▶ Exercise goal
Copy out the lines of the records below without any change, beginning at the line that contains "woman's left hand." and continuing through the last line of the records, both included.

[Coordinate annotation records]

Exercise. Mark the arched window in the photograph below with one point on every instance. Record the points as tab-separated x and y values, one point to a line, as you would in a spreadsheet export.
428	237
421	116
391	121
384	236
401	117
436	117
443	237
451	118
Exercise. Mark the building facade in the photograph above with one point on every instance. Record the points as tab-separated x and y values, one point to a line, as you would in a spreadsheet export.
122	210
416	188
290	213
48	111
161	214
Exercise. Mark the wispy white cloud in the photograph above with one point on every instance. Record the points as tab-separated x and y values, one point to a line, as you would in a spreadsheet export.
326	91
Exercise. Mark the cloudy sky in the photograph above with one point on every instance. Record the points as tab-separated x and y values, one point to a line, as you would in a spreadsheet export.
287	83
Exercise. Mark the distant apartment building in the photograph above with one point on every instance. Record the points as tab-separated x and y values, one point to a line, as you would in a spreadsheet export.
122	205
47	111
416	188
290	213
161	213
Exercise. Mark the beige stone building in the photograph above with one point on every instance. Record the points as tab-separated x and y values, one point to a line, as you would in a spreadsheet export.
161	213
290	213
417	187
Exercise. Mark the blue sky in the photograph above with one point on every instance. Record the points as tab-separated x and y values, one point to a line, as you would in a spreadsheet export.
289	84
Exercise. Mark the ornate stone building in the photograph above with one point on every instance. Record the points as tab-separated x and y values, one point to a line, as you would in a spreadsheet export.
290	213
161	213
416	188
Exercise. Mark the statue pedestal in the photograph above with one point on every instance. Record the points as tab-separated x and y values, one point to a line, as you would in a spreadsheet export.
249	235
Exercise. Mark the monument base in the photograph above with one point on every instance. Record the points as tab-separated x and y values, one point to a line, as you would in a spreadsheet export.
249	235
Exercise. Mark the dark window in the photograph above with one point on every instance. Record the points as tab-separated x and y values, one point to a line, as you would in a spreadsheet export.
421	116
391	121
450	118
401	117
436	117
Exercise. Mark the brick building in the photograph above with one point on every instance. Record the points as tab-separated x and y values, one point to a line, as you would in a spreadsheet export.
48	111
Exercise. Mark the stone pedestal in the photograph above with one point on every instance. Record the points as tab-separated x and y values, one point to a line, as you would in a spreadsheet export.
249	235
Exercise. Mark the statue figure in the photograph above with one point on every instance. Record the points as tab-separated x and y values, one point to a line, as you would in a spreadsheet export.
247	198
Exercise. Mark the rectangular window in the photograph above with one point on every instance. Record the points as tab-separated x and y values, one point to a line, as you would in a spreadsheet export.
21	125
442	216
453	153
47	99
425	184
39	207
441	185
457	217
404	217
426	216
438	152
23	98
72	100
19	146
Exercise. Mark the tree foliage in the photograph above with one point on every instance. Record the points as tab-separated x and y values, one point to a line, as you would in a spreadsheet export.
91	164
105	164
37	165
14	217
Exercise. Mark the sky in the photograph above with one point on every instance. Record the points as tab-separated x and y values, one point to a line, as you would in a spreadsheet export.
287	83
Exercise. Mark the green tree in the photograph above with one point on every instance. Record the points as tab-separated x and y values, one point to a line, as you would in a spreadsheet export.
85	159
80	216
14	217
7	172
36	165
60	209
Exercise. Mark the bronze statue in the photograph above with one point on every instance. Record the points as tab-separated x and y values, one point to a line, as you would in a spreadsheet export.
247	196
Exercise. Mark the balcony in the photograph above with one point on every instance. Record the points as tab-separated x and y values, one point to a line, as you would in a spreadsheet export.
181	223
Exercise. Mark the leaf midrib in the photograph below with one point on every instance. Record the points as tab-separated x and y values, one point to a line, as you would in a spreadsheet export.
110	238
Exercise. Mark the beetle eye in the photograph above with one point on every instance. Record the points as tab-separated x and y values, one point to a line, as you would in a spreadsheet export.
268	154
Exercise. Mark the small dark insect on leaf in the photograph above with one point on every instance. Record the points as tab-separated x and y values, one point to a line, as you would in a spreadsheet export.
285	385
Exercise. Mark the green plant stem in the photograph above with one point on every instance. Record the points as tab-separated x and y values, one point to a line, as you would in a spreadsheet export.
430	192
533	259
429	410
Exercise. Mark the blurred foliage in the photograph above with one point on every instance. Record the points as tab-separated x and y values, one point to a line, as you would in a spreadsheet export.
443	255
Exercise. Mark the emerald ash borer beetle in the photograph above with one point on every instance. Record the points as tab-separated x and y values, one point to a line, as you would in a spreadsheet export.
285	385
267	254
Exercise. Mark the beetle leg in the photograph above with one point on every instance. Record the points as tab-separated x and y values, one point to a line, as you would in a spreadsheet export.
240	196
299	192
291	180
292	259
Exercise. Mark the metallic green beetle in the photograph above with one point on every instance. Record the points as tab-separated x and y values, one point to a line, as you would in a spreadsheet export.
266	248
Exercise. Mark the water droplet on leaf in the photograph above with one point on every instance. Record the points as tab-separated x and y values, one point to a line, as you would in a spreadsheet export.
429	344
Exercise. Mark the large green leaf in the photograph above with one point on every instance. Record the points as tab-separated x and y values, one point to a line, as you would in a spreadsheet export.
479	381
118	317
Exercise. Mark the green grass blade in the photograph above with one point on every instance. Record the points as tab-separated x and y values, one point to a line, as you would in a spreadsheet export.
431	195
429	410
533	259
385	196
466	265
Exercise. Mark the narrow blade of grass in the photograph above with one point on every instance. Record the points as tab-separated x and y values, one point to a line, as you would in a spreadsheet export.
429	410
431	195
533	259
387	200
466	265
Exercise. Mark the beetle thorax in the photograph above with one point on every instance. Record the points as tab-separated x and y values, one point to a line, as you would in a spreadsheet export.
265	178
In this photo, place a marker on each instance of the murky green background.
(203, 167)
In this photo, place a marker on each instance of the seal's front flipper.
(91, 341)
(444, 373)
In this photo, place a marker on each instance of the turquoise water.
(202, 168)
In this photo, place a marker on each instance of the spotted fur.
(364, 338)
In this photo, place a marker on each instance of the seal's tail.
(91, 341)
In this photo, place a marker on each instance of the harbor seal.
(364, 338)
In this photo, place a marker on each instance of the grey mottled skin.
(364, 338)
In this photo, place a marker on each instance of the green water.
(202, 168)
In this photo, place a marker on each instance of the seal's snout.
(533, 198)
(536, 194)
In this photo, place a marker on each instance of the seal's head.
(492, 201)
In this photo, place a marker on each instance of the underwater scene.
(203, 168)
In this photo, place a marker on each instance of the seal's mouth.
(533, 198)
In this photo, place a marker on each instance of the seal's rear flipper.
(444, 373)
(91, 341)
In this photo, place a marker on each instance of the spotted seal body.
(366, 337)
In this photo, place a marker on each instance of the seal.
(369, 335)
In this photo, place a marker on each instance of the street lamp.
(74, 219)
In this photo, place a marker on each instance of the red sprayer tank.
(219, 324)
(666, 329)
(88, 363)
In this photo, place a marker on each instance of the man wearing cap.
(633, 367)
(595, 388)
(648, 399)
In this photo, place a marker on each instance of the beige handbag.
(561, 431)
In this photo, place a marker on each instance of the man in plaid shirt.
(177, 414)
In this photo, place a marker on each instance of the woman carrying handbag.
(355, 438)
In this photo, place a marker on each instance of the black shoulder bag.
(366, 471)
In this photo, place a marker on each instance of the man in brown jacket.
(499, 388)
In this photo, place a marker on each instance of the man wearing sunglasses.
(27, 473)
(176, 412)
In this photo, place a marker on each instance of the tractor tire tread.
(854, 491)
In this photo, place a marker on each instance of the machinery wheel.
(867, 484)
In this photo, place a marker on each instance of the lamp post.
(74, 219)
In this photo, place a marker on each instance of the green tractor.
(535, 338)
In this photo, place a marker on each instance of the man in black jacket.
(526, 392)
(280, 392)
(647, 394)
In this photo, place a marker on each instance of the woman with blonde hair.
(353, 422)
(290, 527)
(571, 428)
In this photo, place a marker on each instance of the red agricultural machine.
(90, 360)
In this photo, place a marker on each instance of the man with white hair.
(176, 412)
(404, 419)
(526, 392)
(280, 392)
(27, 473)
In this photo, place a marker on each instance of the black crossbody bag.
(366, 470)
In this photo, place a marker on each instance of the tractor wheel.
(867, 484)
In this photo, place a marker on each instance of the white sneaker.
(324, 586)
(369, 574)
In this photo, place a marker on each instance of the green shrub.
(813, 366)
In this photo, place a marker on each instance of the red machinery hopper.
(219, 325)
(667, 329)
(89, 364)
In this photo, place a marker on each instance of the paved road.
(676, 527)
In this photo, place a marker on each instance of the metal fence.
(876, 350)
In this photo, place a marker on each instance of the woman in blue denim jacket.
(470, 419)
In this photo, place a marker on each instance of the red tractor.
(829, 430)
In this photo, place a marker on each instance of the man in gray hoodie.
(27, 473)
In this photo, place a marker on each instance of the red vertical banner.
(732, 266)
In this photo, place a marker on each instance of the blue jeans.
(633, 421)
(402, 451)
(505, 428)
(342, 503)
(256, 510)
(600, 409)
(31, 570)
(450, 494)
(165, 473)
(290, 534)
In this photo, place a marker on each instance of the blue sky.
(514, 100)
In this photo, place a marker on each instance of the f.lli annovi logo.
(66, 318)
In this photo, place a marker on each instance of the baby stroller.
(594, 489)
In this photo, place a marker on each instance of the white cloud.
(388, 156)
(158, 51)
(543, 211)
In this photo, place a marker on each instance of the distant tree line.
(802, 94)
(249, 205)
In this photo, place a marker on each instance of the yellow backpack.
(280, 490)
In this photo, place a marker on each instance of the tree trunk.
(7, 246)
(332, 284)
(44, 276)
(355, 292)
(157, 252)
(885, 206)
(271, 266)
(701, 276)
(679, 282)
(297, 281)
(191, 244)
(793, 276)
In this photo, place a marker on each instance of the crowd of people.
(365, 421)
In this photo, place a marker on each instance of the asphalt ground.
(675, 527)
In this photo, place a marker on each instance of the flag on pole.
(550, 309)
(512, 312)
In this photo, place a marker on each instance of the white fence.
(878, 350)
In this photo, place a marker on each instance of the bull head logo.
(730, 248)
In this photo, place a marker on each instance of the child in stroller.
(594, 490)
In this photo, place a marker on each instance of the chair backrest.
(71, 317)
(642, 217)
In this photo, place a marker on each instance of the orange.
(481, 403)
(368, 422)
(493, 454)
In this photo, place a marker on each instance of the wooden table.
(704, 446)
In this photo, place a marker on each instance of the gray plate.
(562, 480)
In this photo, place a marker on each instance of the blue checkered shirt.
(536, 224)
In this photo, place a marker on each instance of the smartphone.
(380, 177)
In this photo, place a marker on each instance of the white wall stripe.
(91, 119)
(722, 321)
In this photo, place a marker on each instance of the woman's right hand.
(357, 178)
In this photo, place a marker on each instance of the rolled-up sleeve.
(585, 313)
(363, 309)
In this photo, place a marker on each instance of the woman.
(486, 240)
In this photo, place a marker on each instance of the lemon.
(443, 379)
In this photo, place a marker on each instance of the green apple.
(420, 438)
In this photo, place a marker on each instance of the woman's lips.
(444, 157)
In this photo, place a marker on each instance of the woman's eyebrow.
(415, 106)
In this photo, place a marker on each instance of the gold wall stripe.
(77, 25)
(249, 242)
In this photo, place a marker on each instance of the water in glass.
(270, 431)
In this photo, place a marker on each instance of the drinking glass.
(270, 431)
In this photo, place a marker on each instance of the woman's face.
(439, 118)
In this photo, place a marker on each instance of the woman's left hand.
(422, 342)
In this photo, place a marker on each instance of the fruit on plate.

▶ Expected answer
In this photo, place a marker on each instance of the woman's left hand.
(422, 342)
In this photo, place a marker on each instance of the fruit on plate.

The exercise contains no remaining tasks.